(Tasks):
1 - In the contract passage, what amount in United States dollars is the threshold for the aggregate potential monetary recovery from litigation, claims or fines?
2 - Reproduce the section of the contract passage that opens with the words containing "6. Representations and" and closes with "Hemisphere Assets to be sold and transferred to IRG.".

6. Representations and Warranties of Hemisphere. Hemisphere hereby
represents and warrants to IRG:
a. On the date of Closing, Hemisphere has or will cause good and
unencumbered title to the Hemisphere Assets to be sold and transferred to IRG.
b. There is no litigation pending or threatened, nor have any summons,
notices or warning or warning been received from any governmental agency, or
department with respect to any material fine, or material violation of any law
or ordinance,or other type of enforcement proceeding, including but not limited
to environmental matters, with respect to Newland, Nueva Tierra or the
properties which involves in the aggregate a potential monetary recovery in
excess of $500,000 in United States dollars for all such litigation, claims or
fines. Based upon due inquiry by Hemisphere, Hemisphere to the best of its
knowledge and belief states that Newland, Nueva Tierra and the properties are in
compliance with this paragraph.
c. The financial statement of Newland provided to IRG shall be true and
accurate in all material respects for the periods indicated for the statement,
and shall not omit any material fact or circumstance necessary or required to
prevent the financial information from being misleading. Since the date of the
most recent Newland financial statement and except as specifically referenced in
this Agreement, Newland shall have conducted its business only in the ordinary
and usual course.
7. Representations and Warranties of DSC. DSC hereby represents and
warrants to IRG:
a. On the date of Closing, DSC has or will cause good and unencumbered
title to the DSC Assets to be sold and transferred to IRG.
b. There is no litigation pending or threatened, nor have any summons,
notices or warning or warning been received from any governmental agency, or
department with respect to any material fine, or material violation of any law
or ordinance,or other type of enforcement proceeding, including but not limited
to environmental matters, with respect to the DSC Assets which involves in the
aggregate a potential monetary recovery in excess of $500,000 in United States
dollars for all such litigation, claims or fines. Based upon due inquiry by DSC,
DSC to the best of its knowledge and belief states that all of the DSC Assets
are in compliance with this paragraph.
c. All of the financial statement provided by DSC to IRG are true and
accurate in all material respects for the periods indicated for the statement,
and shall not omit any material fact or circumstance necessary or required to
prevent the financial information from being misleading. Since the date of the
latest period covered by such financial statements and except as specifically
referenced in this Agreement, DSC shall have conducted its business only in the
ordinary and usual course.

(Recorded information):
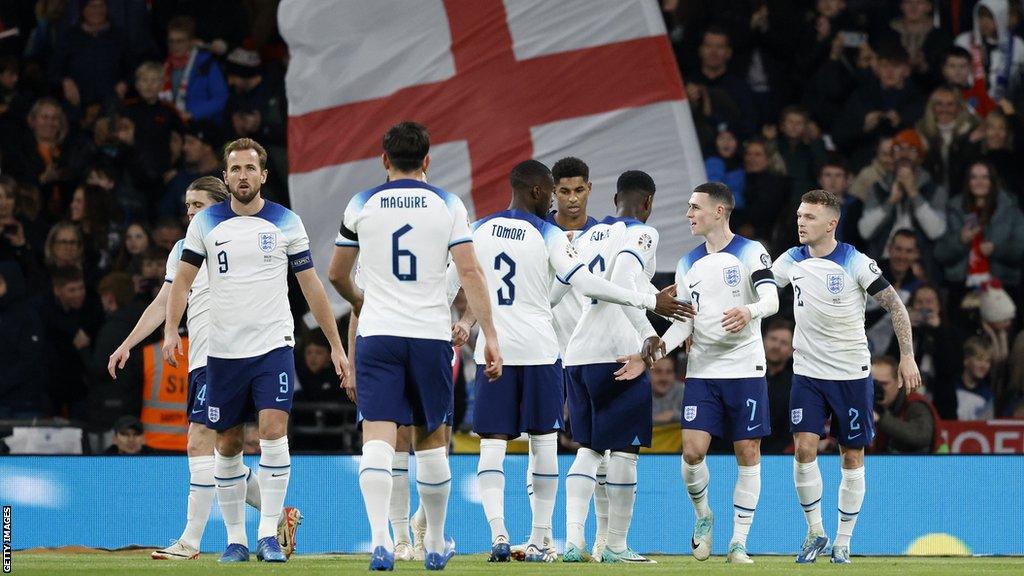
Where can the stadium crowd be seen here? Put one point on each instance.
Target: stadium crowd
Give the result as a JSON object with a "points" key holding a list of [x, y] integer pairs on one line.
{"points": [[906, 110]]}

(Answers to the exercises):
1 - $500,000

2 -
6. Representations and Warranties of Hemisphere. Hemisphere hereby
represents and warrants to IRG:
a. On the date of Closing, Hemisphere has or will cause good and
unencumbered title to the Hemisphere Assets to be sold and transferred to IRG.